» **REQUIRED WORK**: Your response must be an exact transcription of the lines from the one containing "Spot the city" through the final line of the data.

» **Natural language region descriptions**:
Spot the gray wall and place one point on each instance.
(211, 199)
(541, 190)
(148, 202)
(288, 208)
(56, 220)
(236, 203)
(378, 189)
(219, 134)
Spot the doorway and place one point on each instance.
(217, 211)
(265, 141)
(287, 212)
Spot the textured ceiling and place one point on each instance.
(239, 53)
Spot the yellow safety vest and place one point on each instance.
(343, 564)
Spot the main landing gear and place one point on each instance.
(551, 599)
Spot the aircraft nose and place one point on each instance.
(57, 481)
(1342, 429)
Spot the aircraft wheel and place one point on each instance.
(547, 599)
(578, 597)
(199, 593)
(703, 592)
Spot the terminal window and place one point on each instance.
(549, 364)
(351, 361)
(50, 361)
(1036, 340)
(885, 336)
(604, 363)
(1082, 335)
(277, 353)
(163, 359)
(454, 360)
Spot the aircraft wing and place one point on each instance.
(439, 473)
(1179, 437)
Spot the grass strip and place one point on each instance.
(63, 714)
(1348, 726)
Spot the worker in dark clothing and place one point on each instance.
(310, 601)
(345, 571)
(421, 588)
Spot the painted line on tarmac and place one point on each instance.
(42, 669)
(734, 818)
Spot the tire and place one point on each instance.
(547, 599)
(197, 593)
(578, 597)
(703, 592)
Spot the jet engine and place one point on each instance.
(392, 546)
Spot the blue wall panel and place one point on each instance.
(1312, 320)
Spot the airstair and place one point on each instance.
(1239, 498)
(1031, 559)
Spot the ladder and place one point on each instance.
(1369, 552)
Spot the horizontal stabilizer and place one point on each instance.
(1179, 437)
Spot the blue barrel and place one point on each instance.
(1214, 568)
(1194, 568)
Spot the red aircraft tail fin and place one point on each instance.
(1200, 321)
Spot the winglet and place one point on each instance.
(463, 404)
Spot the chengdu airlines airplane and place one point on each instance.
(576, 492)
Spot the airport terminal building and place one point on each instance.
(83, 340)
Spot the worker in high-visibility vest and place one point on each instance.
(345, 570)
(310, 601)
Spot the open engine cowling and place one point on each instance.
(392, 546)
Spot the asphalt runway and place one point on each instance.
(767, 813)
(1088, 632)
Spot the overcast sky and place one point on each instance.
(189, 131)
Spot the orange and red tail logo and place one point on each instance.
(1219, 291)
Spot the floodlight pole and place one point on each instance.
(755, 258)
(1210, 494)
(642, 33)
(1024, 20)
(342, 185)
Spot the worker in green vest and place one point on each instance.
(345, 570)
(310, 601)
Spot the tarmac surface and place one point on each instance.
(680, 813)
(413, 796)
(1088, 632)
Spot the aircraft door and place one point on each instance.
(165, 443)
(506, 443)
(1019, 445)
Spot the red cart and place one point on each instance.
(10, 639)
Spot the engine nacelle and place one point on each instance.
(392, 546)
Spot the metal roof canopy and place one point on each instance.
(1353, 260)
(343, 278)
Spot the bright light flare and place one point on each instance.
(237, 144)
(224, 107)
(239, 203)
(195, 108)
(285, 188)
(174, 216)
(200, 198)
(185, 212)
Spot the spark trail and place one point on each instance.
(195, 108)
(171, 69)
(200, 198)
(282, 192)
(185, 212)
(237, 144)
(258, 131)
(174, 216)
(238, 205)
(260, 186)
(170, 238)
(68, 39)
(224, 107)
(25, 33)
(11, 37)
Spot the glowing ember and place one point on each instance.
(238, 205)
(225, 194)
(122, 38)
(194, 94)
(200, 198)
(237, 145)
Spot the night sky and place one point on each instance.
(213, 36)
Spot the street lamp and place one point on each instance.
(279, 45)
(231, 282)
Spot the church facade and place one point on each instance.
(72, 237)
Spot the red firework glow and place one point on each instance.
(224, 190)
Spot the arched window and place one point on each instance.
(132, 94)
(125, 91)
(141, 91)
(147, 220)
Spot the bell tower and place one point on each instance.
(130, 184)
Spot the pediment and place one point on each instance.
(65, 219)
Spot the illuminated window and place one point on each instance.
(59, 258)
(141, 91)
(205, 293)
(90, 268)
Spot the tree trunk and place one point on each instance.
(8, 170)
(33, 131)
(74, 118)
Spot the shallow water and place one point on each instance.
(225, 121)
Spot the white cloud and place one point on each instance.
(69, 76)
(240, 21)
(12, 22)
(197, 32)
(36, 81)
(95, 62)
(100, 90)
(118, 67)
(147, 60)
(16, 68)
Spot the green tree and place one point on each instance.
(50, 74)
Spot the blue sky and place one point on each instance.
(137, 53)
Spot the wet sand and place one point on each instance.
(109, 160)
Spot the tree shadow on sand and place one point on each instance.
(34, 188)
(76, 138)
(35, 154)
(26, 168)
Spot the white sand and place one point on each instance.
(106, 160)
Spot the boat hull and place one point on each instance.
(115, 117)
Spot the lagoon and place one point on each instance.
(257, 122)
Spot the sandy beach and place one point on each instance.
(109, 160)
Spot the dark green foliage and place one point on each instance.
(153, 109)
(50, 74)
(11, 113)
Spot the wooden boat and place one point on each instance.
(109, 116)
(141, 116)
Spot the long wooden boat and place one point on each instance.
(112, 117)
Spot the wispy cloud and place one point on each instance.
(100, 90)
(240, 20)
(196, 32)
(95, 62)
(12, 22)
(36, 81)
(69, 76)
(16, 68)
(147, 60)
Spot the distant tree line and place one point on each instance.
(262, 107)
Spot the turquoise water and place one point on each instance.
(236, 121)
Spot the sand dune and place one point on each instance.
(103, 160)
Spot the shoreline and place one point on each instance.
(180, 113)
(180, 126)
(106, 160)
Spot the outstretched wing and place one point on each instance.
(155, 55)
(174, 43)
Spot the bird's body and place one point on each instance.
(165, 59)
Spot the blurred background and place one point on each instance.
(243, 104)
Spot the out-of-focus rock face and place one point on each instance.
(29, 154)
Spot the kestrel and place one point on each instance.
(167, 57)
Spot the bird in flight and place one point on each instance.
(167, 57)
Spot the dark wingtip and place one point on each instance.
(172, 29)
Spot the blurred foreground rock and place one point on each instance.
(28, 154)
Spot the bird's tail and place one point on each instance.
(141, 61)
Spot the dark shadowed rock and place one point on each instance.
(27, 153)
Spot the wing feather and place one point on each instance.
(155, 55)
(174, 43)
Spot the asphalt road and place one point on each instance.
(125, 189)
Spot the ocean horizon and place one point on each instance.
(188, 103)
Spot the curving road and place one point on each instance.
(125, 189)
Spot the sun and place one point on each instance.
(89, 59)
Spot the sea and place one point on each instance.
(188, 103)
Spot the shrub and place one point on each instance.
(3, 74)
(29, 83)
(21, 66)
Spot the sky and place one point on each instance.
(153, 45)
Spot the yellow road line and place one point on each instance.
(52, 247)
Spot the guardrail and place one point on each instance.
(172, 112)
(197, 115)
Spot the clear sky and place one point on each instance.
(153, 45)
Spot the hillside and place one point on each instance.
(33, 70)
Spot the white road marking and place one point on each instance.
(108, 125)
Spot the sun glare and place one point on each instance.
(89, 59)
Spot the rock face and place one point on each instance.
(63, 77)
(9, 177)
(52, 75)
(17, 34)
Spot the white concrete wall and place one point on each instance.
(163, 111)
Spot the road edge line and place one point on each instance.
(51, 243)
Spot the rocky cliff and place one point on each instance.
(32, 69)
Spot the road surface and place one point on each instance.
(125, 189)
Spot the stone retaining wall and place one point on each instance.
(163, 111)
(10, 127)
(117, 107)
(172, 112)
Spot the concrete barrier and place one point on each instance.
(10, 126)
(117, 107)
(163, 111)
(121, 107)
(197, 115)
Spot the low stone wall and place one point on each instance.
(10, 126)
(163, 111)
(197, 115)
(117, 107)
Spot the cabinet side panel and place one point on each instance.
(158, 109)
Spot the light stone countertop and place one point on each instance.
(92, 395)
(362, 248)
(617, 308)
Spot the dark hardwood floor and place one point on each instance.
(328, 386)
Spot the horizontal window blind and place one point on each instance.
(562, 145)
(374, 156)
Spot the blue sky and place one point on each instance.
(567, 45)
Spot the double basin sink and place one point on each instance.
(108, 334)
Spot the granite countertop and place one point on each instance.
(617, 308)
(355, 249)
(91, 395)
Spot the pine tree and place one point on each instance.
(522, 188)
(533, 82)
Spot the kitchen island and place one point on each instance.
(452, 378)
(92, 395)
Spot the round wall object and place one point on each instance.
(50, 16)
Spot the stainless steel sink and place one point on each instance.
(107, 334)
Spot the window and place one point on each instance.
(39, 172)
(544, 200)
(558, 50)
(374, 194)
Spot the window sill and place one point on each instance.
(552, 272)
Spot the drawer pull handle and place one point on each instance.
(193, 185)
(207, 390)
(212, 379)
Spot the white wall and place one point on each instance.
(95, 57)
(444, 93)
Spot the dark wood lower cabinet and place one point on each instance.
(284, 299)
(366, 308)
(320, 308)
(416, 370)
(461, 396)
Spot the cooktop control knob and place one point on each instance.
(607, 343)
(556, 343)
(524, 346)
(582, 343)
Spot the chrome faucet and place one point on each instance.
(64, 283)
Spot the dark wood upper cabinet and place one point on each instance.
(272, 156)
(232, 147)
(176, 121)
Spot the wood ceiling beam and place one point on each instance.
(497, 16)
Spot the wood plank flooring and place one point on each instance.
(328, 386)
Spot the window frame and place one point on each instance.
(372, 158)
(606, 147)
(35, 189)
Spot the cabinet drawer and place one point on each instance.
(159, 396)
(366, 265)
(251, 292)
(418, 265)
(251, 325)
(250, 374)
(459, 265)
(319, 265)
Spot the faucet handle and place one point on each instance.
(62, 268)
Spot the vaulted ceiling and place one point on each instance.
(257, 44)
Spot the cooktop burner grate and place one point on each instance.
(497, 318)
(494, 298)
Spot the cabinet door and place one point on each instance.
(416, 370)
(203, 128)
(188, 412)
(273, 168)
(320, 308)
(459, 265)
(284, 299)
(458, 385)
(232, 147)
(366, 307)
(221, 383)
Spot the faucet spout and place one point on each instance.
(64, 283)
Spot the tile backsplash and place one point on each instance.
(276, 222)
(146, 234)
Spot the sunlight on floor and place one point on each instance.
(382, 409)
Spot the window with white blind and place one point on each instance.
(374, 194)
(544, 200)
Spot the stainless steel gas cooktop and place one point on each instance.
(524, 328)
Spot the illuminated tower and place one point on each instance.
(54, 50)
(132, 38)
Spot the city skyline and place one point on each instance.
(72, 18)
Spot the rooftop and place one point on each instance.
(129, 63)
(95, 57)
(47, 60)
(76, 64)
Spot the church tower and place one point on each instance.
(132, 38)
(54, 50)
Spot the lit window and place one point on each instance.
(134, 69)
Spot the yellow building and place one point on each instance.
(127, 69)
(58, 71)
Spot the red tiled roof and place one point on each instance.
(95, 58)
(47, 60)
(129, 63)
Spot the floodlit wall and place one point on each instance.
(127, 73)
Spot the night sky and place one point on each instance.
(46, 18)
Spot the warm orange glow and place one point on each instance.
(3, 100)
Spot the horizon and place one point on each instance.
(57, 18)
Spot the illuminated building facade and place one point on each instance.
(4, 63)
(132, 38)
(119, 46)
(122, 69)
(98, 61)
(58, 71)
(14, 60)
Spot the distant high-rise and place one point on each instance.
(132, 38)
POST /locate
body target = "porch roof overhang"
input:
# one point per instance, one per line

» **TASK SOLUTION**:
Spot the city skyline and place one point on each instance.
(72, 18)
Spot the rooftop and place one point on each instance.
(129, 63)
(95, 57)
(47, 60)
(76, 64)
Spot the church tower and place one point on each instance.
(132, 38)
(54, 50)
Spot the lit window and place one point on each instance.
(134, 69)
Spot the yellow building and place one point on each instance.
(127, 69)
(58, 71)
Spot the red tiled roof and place one point on each instance.
(95, 58)
(47, 60)
(129, 63)
Spot the floodlit wall and place one point on each instance.
(127, 73)
Spot the night sky and place one point on each instance.
(46, 18)
Spot the warm orange glow and place one point on each instance.
(3, 100)
Spot the horizon and place one point on each instance.
(57, 18)
Spot the illuminated building facade and place one point on each instance.
(4, 63)
(132, 38)
(119, 46)
(122, 69)
(98, 61)
(58, 71)
(14, 60)
Spot the distant high-rise and place one point on each instance.
(132, 38)
POST /locate
body target = "porch roof overhang"
input:
# one point per instance, one per line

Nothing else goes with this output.